* start TASK MATERIAL *
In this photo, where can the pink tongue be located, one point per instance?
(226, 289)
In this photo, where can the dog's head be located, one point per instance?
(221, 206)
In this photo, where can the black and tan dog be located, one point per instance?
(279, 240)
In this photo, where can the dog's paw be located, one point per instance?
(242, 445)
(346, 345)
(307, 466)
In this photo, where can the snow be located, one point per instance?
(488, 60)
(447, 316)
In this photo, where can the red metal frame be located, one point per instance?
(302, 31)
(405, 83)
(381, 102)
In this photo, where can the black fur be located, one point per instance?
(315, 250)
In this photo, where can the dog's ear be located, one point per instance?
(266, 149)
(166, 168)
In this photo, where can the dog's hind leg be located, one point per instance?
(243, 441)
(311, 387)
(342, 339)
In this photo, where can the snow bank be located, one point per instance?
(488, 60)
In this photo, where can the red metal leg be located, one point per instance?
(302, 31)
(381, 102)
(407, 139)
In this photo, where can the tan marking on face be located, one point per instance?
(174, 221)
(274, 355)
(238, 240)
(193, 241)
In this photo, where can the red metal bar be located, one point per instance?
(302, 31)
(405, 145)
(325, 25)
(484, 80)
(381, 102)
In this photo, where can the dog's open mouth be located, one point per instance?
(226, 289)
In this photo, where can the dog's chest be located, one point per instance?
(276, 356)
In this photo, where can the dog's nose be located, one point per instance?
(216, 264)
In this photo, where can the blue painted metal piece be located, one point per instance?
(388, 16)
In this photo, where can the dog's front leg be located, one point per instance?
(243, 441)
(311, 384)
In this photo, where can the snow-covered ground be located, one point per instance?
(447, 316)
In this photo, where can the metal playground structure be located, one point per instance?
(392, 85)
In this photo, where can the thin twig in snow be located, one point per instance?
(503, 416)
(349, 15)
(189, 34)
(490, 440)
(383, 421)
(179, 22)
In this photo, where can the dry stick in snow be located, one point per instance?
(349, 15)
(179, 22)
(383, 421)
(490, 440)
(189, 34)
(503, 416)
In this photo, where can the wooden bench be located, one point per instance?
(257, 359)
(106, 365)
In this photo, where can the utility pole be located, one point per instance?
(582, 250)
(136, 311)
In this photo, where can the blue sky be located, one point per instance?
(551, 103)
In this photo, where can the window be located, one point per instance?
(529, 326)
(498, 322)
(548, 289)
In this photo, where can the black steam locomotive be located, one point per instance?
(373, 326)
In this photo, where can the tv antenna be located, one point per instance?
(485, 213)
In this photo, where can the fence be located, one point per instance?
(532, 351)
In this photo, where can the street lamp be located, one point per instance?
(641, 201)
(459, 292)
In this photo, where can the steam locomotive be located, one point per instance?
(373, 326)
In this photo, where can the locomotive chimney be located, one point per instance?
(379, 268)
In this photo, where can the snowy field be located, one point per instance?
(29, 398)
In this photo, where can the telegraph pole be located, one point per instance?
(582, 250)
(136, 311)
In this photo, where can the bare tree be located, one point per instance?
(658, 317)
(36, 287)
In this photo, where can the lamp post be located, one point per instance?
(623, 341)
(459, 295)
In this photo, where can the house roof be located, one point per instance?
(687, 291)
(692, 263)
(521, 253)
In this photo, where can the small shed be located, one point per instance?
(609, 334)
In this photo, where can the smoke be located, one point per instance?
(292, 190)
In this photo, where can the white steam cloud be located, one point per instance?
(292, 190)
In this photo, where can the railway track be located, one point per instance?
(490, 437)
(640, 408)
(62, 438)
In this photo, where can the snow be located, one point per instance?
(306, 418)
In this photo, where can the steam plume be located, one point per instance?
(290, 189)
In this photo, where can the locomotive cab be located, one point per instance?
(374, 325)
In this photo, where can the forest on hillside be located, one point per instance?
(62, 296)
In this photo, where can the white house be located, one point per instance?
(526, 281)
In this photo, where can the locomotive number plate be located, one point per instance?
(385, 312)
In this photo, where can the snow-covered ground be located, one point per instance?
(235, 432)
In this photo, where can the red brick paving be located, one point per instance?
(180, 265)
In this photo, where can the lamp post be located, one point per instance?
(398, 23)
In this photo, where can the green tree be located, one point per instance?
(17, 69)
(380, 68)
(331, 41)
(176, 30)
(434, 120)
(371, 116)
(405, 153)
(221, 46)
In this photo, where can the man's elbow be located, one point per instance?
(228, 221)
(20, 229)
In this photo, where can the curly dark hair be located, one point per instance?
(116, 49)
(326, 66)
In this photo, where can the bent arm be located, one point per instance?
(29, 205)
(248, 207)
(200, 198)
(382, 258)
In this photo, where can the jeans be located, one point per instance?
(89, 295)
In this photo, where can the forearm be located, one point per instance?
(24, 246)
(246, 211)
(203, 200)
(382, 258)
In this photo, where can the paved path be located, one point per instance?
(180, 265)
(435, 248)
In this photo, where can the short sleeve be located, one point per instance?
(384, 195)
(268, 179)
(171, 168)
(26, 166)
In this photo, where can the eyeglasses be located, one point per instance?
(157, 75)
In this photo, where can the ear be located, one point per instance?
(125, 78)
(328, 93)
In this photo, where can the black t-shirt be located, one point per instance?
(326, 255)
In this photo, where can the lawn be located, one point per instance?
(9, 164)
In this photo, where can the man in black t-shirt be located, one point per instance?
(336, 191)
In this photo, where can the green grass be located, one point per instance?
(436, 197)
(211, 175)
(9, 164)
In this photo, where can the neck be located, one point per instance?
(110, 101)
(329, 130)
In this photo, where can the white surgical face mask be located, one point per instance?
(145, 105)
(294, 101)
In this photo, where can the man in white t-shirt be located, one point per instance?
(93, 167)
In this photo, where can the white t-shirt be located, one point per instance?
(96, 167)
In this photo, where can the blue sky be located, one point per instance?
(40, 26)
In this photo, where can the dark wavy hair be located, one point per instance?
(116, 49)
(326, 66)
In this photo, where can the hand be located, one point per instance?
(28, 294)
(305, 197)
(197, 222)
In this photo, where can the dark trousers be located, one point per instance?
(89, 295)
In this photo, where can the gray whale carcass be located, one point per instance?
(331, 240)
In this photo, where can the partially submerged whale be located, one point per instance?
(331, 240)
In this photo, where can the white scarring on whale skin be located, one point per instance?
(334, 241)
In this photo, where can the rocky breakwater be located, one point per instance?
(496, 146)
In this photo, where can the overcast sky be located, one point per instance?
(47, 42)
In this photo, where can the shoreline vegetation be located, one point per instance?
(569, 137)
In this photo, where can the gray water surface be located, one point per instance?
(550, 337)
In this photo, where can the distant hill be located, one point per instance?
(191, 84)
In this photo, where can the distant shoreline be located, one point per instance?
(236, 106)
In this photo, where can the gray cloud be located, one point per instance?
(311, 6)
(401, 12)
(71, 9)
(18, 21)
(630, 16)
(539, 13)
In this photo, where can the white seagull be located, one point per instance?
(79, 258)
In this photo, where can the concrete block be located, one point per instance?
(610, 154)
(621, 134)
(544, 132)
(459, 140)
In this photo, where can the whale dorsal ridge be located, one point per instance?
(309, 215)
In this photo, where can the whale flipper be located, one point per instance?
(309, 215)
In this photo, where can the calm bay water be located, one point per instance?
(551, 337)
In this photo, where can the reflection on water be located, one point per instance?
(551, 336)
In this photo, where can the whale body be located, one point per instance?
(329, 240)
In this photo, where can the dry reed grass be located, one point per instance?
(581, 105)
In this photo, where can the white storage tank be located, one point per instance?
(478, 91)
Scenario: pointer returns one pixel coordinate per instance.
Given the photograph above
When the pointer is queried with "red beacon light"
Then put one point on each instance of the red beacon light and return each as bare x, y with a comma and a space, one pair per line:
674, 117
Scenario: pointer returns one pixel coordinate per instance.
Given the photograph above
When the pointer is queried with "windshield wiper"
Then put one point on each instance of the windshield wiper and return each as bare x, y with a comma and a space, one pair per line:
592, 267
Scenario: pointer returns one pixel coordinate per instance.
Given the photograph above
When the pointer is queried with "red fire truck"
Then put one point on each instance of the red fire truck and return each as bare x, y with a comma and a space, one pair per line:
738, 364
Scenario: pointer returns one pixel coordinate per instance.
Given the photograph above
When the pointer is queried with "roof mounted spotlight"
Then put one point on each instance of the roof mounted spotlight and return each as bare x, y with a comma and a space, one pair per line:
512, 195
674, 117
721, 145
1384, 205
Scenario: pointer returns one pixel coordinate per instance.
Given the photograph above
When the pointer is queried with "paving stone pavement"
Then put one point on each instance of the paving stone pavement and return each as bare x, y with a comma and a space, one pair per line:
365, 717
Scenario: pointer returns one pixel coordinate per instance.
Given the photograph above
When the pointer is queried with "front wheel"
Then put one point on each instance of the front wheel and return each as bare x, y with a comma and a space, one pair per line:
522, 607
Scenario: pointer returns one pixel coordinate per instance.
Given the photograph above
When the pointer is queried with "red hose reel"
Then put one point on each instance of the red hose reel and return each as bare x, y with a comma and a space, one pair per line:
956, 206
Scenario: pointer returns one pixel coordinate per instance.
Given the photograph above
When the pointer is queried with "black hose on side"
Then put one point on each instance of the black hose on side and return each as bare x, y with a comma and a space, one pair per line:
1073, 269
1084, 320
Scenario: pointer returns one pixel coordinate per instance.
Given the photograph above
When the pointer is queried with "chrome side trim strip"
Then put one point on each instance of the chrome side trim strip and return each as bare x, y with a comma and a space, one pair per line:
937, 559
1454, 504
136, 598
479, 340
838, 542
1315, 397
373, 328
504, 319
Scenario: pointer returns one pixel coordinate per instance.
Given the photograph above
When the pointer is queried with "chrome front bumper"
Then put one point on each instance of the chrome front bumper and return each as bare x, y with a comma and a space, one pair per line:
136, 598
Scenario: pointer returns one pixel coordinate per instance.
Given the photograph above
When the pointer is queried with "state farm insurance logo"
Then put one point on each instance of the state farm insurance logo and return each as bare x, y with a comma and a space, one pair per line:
* end TASK MATERIAL *
### [JOB]
Collect every line of the entries above that contains the string "stone". Case counts.

### [CORRECT RESPONSE]
When the pointer is queried with "paving stone pavement"
Then put one point on each instance of the paving stone pavement and return each as bare x, y with a comma and a space, one pair per line:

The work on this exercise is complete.